*WHAT YOU NEED TO DO:*
Pull out all lines from the listing below in which the word "white" appears.

*** Block opens ***

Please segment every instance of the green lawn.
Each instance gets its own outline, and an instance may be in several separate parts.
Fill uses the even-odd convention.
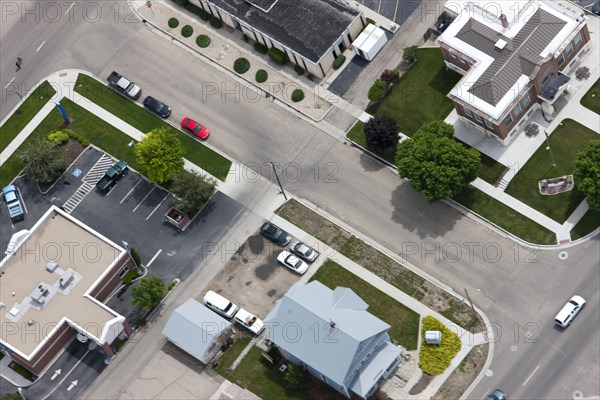
[[[575,225],[571,230],[571,240],[580,239],[588,233],[591,233],[594,230],[598,229],[599,226],[600,211],[588,210],[588,212],[584,214],[583,218],[581,218],[577,225]]]
[[[44,81],[39,85],[33,93],[27,97],[17,108],[13,115],[2,125],[2,135],[0,135],[0,152],[23,130],[23,128],[31,121],[31,119],[42,109],[44,104],[48,102],[56,94],[56,91],[48,83]]]
[[[400,77],[390,93],[367,109],[398,122],[400,132],[413,135],[426,122],[443,120],[452,111],[446,95],[461,75],[447,70],[439,49],[419,49],[417,62]]]
[[[383,158],[387,162],[396,165],[396,152],[393,152],[391,154],[383,154],[367,146],[367,141],[365,140],[365,134],[363,131],[364,126],[365,124],[362,121],[356,121],[356,124],[354,124],[354,126],[348,131],[348,134],[346,135],[348,139],[359,144],[365,149],[368,149],[370,152]],[[462,143],[464,146],[470,147],[469,145],[461,142],[460,140],[456,140]],[[483,153],[479,154],[481,155],[481,165],[479,166],[479,170],[477,171],[477,176],[495,186],[502,177],[502,174],[504,174],[504,171],[506,171],[506,166],[500,164],[493,158],[488,157]]]
[[[230,160],[97,80],[79,74],[75,91],[144,133],[156,128],[165,128],[173,132],[183,144],[185,158],[220,180],[227,177],[231,168]]]
[[[225,350],[221,357],[219,357],[219,366],[215,368],[215,370],[222,375],[231,372],[231,364],[237,360],[248,344],[250,344],[250,338],[236,340],[233,345]]]
[[[319,281],[330,289],[338,286],[352,289],[368,305],[368,311],[387,322],[391,328],[392,340],[400,343],[408,350],[417,348],[419,336],[419,314],[399,303],[341,265],[327,260],[311,277],[311,281]]]
[[[554,196],[543,196],[538,189],[538,181],[573,173],[573,161],[592,140],[600,136],[583,125],[571,120],[563,120],[550,136],[550,146],[556,161],[552,166],[546,143],[542,144],[529,161],[519,170],[506,188],[506,193],[535,208],[556,222],[563,223],[577,208],[584,196],[575,189]]]
[[[552,231],[519,214],[479,189],[468,187],[454,196],[453,199],[529,243],[556,244],[556,235]]]
[[[600,114],[600,79],[581,98],[581,105],[589,108],[596,114]]]

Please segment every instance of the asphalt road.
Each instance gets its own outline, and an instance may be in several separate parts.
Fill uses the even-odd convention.
[[[187,115],[198,118],[211,128],[210,144],[252,164],[263,175],[271,177],[268,161],[280,163],[286,190],[390,251],[404,254],[457,293],[467,288],[503,332],[496,344],[492,374],[483,379],[473,398],[484,397],[493,387],[531,399],[572,397],[574,390],[585,396],[598,394],[593,370],[579,372],[575,366],[593,366],[598,358],[597,354],[594,357],[599,335],[598,237],[568,249],[564,261],[557,250],[524,249],[444,204],[427,204],[394,172],[296,113],[251,97],[251,92],[236,85],[240,81],[233,74],[215,69],[141,24],[115,24],[110,10],[106,13],[111,17],[96,23],[78,17],[76,11],[72,23],[7,24],[0,39],[23,47],[6,49],[2,45],[1,80],[6,82],[15,75],[11,60],[17,53],[25,59],[18,81],[29,85],[64,67],[86,69],[100,77],[113,69],[130,76],[145,94],[173,108],[171,120],[177,122]],[[36,53],[42,41],[45,44]],[[401,54],[400,48],[386,51],[395,51],[398,57]],[[35,63],[29,63],[30,58]],[[203,96],[214,85],[218,93]],[[0,114],[6,115],[14,104],[15,95],[9,95]],[[553,316],[574,293],[588,298],[588,306],[569,329],[557,332]],[[531,325],[525,327],[528,322],[538,327],[538,343],[524,342],[523,335],[532,330]],[[582,344],[589,349],[573,354],[573,346]],[[555,347],[564,352],[557,353],[562,362],[549,350]],[[543,387],[534,385],[548,376],[554,379],[545,380]]]

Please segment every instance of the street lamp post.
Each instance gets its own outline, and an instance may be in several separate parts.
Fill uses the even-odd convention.
[[[287,200],[287,195],[285,194],[285,190],[283,190],[283,186],[281,185],[281,181],[279,180],[279,175],[277,175],[277,169],[275,169],[275,164],[273,164],[272,162],[269,162],[269,164],[271,164],[271,167],[273,167],[273,172],[275,173],[275,178],[277,178],[277,183],[279,184],[279,189],[281,189],[281,194],[283,194],[283,197]]]
[[[20,387],[20,386],[19,386],[19,387],[17,388],[17,392],[19,392],[19,395],[21,396],[21,398],[22,398],[23,400],[27,400],[27,399],[25,398],[25,396],[23,396],[23,388],[22,388],[22,387]]]
[[[136,268],[139,268],[140,266],[137,265],[137,262],[135,261],[135,259],[133,258],[133,256],[131,255],[131,249],[129,247],[129,243],[127,243],[124,240],[121,240],[121,243],[123,243],[123,246],[125,246],[125,250],[127,251],[127,254],[129,255],[129,258],[131,258],[133,260],[133,264],[135,265]]]
[[[556,167],[556,162],[554,161],[554,154],[552,154],[552,148],[550,147],[550,137],[548,136],[548,132],[544,129],[544,135],[546,135],[546,150],[550,152],[550,159],[552,160],[552,166]]]

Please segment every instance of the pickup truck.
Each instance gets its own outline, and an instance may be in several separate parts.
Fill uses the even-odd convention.
[[[8,209],[11,221],[15,222],[25,218],[23,205],[21,204],[17,188],[14,185],[8,185],[2,189],[2,199]]]
[[[140,89],[140,87],[138,85],[136,85],[134,82],[130,81],[129,79],[125,78],[118,72],[113,71],[108,76],[107,80],[108,80],[108,84],[110,86],[114,87],[118,91],[131,97],[134,100],[139,99],[140,96],[142,95],[142,89]]]
[[[165,213],[164,222],[166,224],[173,225],[175,228],[177,228],[177,230],[179,232],[183,232],[187,229],[188,226],[190,226],[190,224],[192,223],[192,220],[183,211],[178,210],[175,207],[171,207]]]
[[[106,171],[102,179],[96,183],[96,188],[104,193],[107,193],[128,171],[129,168],[127,167],[127,163],[125,161],[116,162]]]

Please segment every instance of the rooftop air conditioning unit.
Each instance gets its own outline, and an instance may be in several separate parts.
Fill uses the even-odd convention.
[[[58,268],[58,263],[55,261],[48,261],[46,264],[46,271],[48,272],[54,272],[56,271],[56,268]]]
[[[506,40],[498,39],[495,46],[497,49],[502,50],[506,46]]]

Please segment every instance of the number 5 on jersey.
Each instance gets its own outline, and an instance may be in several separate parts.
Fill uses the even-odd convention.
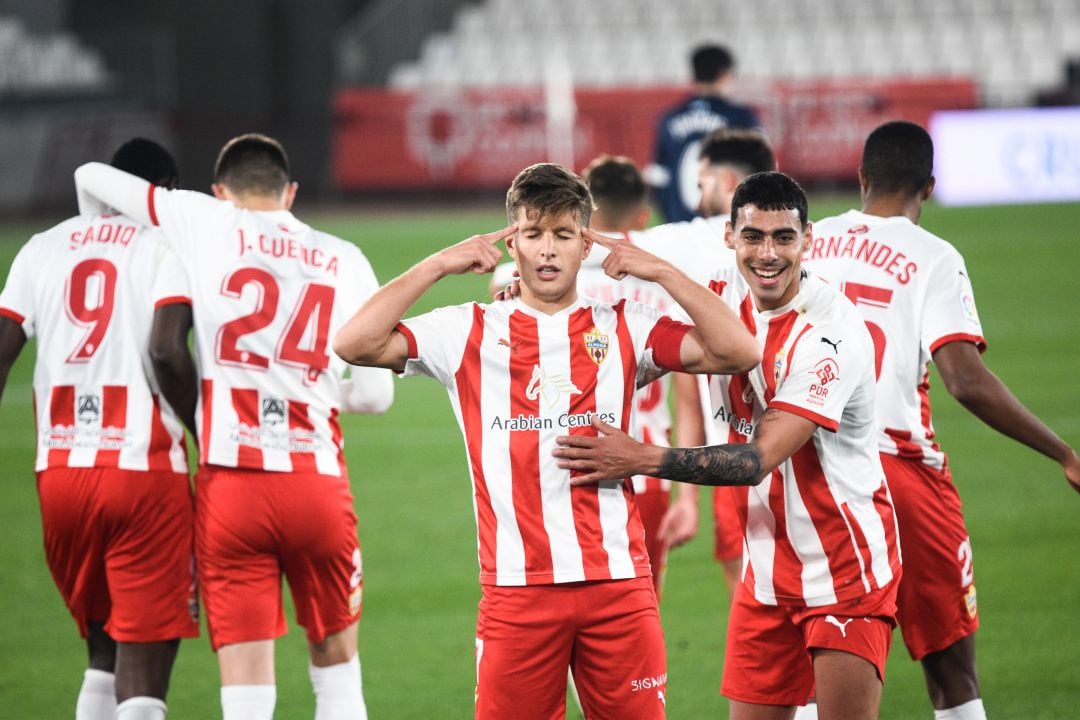
[[[258,268],[242,268],[225,278],[221,294],[237,298],[248,285],[256,290],[255,309],[230,320],[218,329],[217,361],[251,370],[266,370],[270,359],[239,347],[240,338],[269,326],[277,314],[280,289],[273,275]],[[304,382],[313,385],[319,374],[330,366],[326,346],[330,340],[330,313],[334,307],[334,288],[308,283],[289,315],[285,330],[278,338],[274,359],[304,371]],[[306,342],[305,342],[306,339]]]
[[[86,328],[86,334],[68,355],[67,362],[90,362],[101,347],[112,320],[116,266],[102,258],[83,260],[71,269],[64,291],[64,310],[68,318],[75,325]]]

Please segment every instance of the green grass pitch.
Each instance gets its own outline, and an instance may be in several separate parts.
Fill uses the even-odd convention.
[[[812,202],[811,214],[839,212],[851,200]],[[302,208],[299,215],[305,217]],[[383,281],[436,248],[505,224],[496,203],[489,212],[307,219],[359,243]],[[1080,445],[1080,206],[929,206],[923,224],[967,259],[991,369],[1068,442]],[[0,268],[43,227],[0,227]],[[448,279],[421,309],[482,297],[485,283],[475,276]],[[85,648],[43,558],[32,471],[32,361],[28,347],[0,405],[0,714],[70,717]],[[940,383],[934,388],[939,436],[952,458],[975,550],[987,710],[1002,720],[1075,717],[1080,498],[1056,464],[967,415]],[[345,437],[364,548],[360,647],[371,717],[471,717],[479,599],[475,530],[461,437],[445,391],[426,378],[399,381],[390,412],[346,417]],[[708,535],[705,527],[672,554],[661,605],[668,711],[680,720],[726,717],[718,684],[727,601]],[[290,632],[277,645],[277,716],[311,717],[306,646],[291,605],[288,612]],[[183,644],[169,707],[175,718],[220,717],[217,667],[205,637]],[[899,634],[881,716],[931,716],[921,671]]]

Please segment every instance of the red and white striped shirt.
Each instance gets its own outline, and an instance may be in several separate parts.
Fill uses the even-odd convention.
[[[873,346],[858,312],[805,273],[777,310],[759,312],[734,268],[711,287],[763,348],[750,373],[710,378],[720,437],[746,442],[765,408],[819,426],[760,485],[737,493],[747,588],[762,603],[818,606],[888,585],[900,554],[875,441]]]
[[[80,167],[75,181],[81,206],[104,203],[159,225],[188,271],[199,462],[344,476],[347,365],[330,339],[378,289],[359,248],[287,210],[163,190],[100,163]]]
[[[960,253],[906,217],[851,210],[814,223],[803,262],[855,303],[870,330],[880,451],[942,468],[928,365],[946,343],[986,348]]]
[[[187,472],[149,345],[155,308],[189,295],[161,233],[120,215],[74,217],[23,246],[0,314],[37,337],[35,470]]]
[[[640,372],[681,370],[689,326],[631,302],[580,298],[548,315],[519,300],[447,307],[399,325],[406,375],[446,386],[473,482],[480,582],[647,577],[629,483],[571,487],[555,438],[630,427]]]

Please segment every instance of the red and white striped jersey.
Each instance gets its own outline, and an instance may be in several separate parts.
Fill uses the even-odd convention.
[[[481,583],[650,574],[629,483],[571,487],[551,452],[559,435],[595,435],[593,416],[629,428],[639,373],[681,370],[689,327],[637,303],[583,297],[552,315],[513,300],[399,325],[409,342],[405,374],[445,385],[461,426]]]
[[[803,262],[855,303],[870,330],[879,449],[940,469],[928,364],[946,343],[986,348],[964,259],[906,217],[850,210],[814,223]]]
[[[187,472],[149,345],[155,308],[189,295],[161,233],[121,215],[74,217],[23,246],[0,314],[37,337],[35,470]]]
[[[801,283],[790,303],[760,312],[735,268],[711,284],[763,348],[750,373],[710,378],[719,436],[748,441],[766,408],[819,426],[760,485],[736,493],[743,581],[770,605],[841,602],[884,587],[900,569],[875,441],[869,333],[835,289],[805,272]]]

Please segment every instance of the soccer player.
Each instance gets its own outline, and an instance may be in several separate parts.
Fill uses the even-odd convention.
[[[874,339],[877,433],[900,524],[900,629],[922,662],[938,720],[983,720],[971,540],[949,463],[934,442],[928,365],[949,394],[995,430],[1061,464],[1080,490],[1080,459],[983,364],[967,268],[919,227],[934,190],[934,147],[918,125],[890,122],[863,149],[862,210],[814,224],[804,262],[845,293]]]
[[[761,127],[753,110],[725,97],[735,70],[735,58],[727,48],[699,46],[690,61],[694,92],[660,117],[653,165],[647,172],[650,184],[658,188],[660,213],[669,223],[695,215],[701,139],[717,128]]]
[[[724,228],[731,213],[735,188],[756,172],[776,169],[776,158],[765,136],[757,130],[721,128],[705,136],[698,159],[700,217],[689,222],[668,223],[634,233],[641,248],[668,260],[691,277],[703,277],[735,264],[732,251],[724,243]],[[675,388],[675,433],[683,447],[720,442],[707,432],[711,416],[703,408],[699,389],[703,378],[684,374],[672,376]],[[729,591],[734,591],[742,574],[742,526],[735,514],[729,488],[713,488],[713,554],[724,570]],[[675,500],[660,523],[659,532],[671,547],[689,542],[698,529],[698,489],[680,485]]]
[[[634,389],[666,369],[734,372],[758,348],[707,288],[633,245],[588,230],[589,189],[533,165],[507,193],[509,227],[422,260],[369,300],[334,340],[352,363],[442,382],[473,481],[482,599],[476,717],[551,718],[570,667],[588,717],[662,718],[666,661],[644,532],[629,483],[570,487],[550,453],[604,417],[630,426]],[[440,278],[486,273],[506,240],[518,298],[404,314]],[[604,269],[659,282],[696,327],[629,301],[578,294],[593,244]]]
[[[160,225],[191,277],[201,371],[195,550],[226,720],[269,718],[281,575],[306,630],[318,720],[366,717],[357,655],[362,567],[342,408],[382,412],[384,370],[329,352],[378,284],[360,250],[289,211],[281,145],[222,148],[214,197],[161,191],[100,164],[76,171],[80,202]]]
[[[177,182],[150,140],[125,143],[112,164]],[[160,235],[115,213],[71,218],[23,246],[0,294],[0,391],[37,337],[45,559],[89,655],[78,720],[164,718],[180,638],[199,631],[184,431],[151,369],[174,368],[194,395],[194,364],[186,345],[148,352],[151,334],[180,334],[191,301]]]
[[[736,268],[711,287],[764,347],[749,373],[712,376],[728,443],[661,448],[600,421],[563,435],[559,467],[589,483],[647,473],[748,486],[739,497],[747,566],[728,622],[722,692],[733,720],[786,720],[817,690],[825,720],[877,717],[900,556],[874,436],[870,335],[834,288],[805,273],[806,196],[781,173],[747,178],[732,201]]]

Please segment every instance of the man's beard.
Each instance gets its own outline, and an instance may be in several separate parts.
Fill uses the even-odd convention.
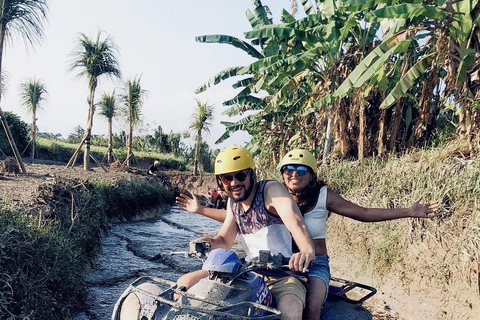
[[[247,200],[248,197],[250,197],[250,194],[252,194],[254,185],[255,185],[255,183],[250,183],[250,186],[248,187],[248,189],[244,189],[245,192],[243,193],[243,195],[241,195],[237,198],[234,198],[234,197],[230,197],[230,198],[232,199],[233,202],[242,202],[242,201]]]
[[[250,182],[250,185],[248,186],[248,188],[245,188],[245,192],[243,193],[243,195],[237,197],[237,198],[234,198],[234,197],[230,197],[232,199],[233,202],[242,202],[242,201],[245,201],[248,199],[248,197],[250,197],[250,195],[252,194],[252,191],[253,191],[253,188],[255,187],[255,185],[257,184],[257,179],[256,179],[256,175],[255,173],[253,173],[252,171],[249,172],[249,182]]]

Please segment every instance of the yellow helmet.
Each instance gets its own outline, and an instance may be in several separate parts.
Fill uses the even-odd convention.
[[[155,160],[155,161],[153,162],[153,164],[154,164],[155,166],[159,166],[159,165],[160,165],[160,161]]]
[[[304,149],[294,149],[289,151],[280,163],[280,170],[287,164],[303,164],[312,169],[313,172],[316,172],[317,170],[317,160],[311,152]]]
[[[255,169],[252,154],[245,148],[230,146],[217,155],[215,159],[215,174],[224,174],[245,169]]]

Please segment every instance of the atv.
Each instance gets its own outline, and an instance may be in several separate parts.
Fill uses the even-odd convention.
[[[275,309],[273,296],[258,273],[288,272],[288,259],[261,251],[259,257],[242,262],[234,251],[209,251],[208,242],[193,246],[190,252],[171,254],[202,259],[207,278],[186,290],[165,279],[140,277],[118,299],[112,320],[280,319],[281,312]],[[372,319],[362,303],[375,293],[373,287],[332,278],[320,320]]]

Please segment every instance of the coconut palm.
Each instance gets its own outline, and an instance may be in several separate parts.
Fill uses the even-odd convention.
[[[95,90],[98,85],[100,76],[120,77],[118,59],[116,57],[117,47],[112,38],[107,37],[101,39],[102,31],[98,31],[97,37],[92,40],[85,34],[80,34],[77,38],[77,48],[72,55],[74,60],[70,65],[70,70],[79,69],[78,77],[86,77],[88,81],[89,94],[88,102],[88,116],[85,137],[82,139],[75,154],[70,159],[68,165],[73,165],[74,159],[81,149],[82,144],[85,143],[85,153],[83,158],[83,169],[90,169],[90,139],[92,135],[93,116],[95,114]]]
[[[3,79],[2,61],[5,40],[12,40],[11,37],[16,31],[27,43],[38,43],[43,37],[43,22],[47,19],[48,4],[47,0],[0,0],[0,8],[0,79]],[[0,100],[2,93],[0,90]],[[1,108],[0,121],[15,158],[22,172],[25,172],[20,153]]]
[[[202,145],[202,132],[210,132],[213,120],[213,106],[197,100],[197,109],[192,115],[190,129],[195,134],[195,157],[193,159],[193,174],[198,175],[198,159]]]
[[[142,89],[140,85],[141,76],[134,79],[128,79],[125,82],[124,90],[121,99],[128,120],[128,139],[127,139],[127,166],[130,166],[131,158],[133,156],[133,129],[140,123],[141,109],[147,91]]]
[[[42,102],[48,94],[45,84],[36,78],[31,78],[20,85],[20,98],[22,105],[32,115],[32,152],[30,158],[35,158],[36,137],[37,137],[37,111],[42,109]]]
[[[99,114],[104,116],[108,120],[107,162],[111,163],[113,161],[112,121],[113,121],[113,117],[116,116],[117,109],[118,109],[115,90],[113,90],[112,94],[104,93],[98,105],[100,107]]]

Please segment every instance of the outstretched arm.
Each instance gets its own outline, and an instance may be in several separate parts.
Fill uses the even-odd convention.
[[[438,211],[438,203],[420,203],[421,200],[422,197],[419,197],[408,208],[364,208],[345,200],[338,193],[328,190],[327,209],[362,222],[378,222],[400,218],[432,218],[434,213]]]
[[[180,196],[175,198],[175,203],[178,204],[180,210],[188,211],[191,213],[198,213],[202,216],[212,218],[219,222],[225,221],[227,211],[223,209],[214,209],[204,207],[198,201],[198,198],[193,192],[189,191],[192,197],[181,193]]]

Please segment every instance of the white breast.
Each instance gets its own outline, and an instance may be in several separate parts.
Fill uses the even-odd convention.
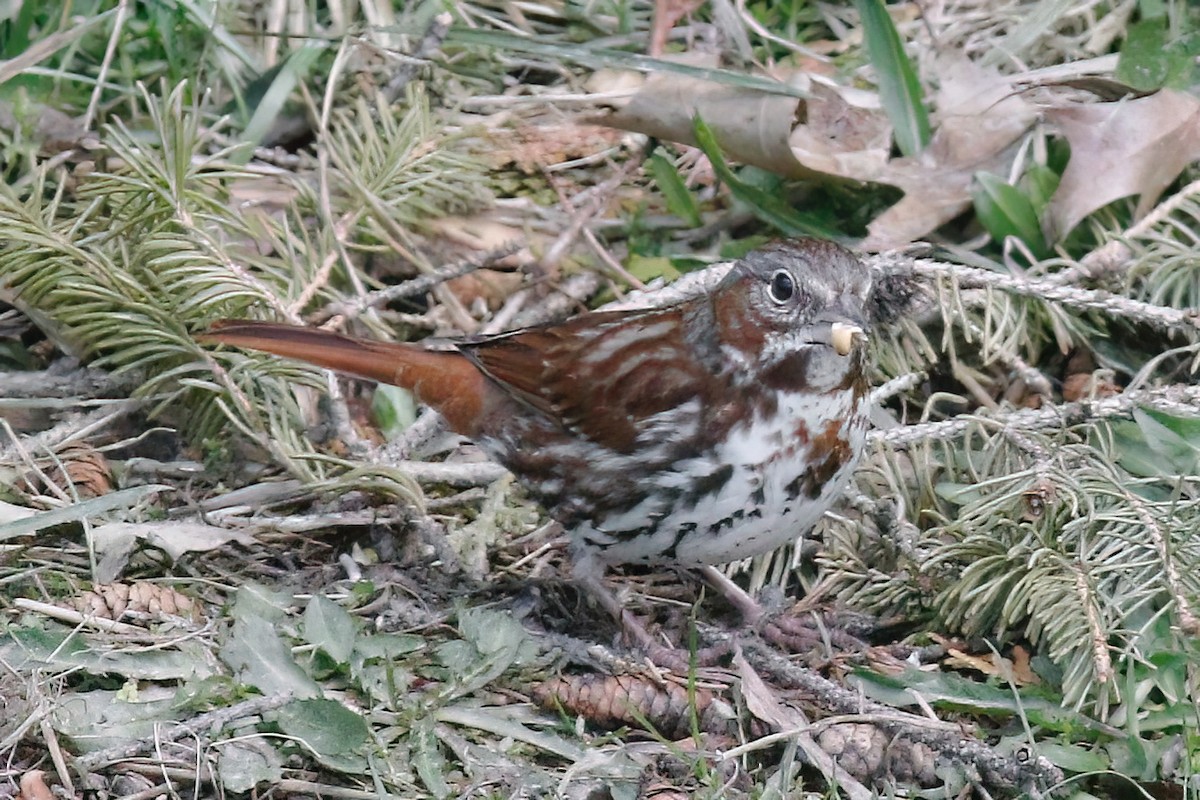
[[[638,505],[582,525],[574,534],[598,546],[592,555],[609,564],[721,564],[795,541],[837,499],[857,464],[866,437],[861,402],[851,392],[782,395],[779,413],[735,427],[712,452],[676,462],[648,479],[652,487],[674,489],[704,478],[715,482],[728,467],[715,492],[685,495],[664,509],[661,495],[649,489]],[[851,457],[813,497],[796,489],[797,479],[816,461],[812,443],[800,441],[796,432],[816,435],[832,419],[852,420],[842,431]]]

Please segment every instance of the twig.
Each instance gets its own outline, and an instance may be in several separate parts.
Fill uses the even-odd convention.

*** Block closes ***

*RESULT OF THE TASK:*
Please segment every instance of the red and white striped shirt.
Please segment every instance of the red and white striped jersey.
Please segment every instance of the white breast.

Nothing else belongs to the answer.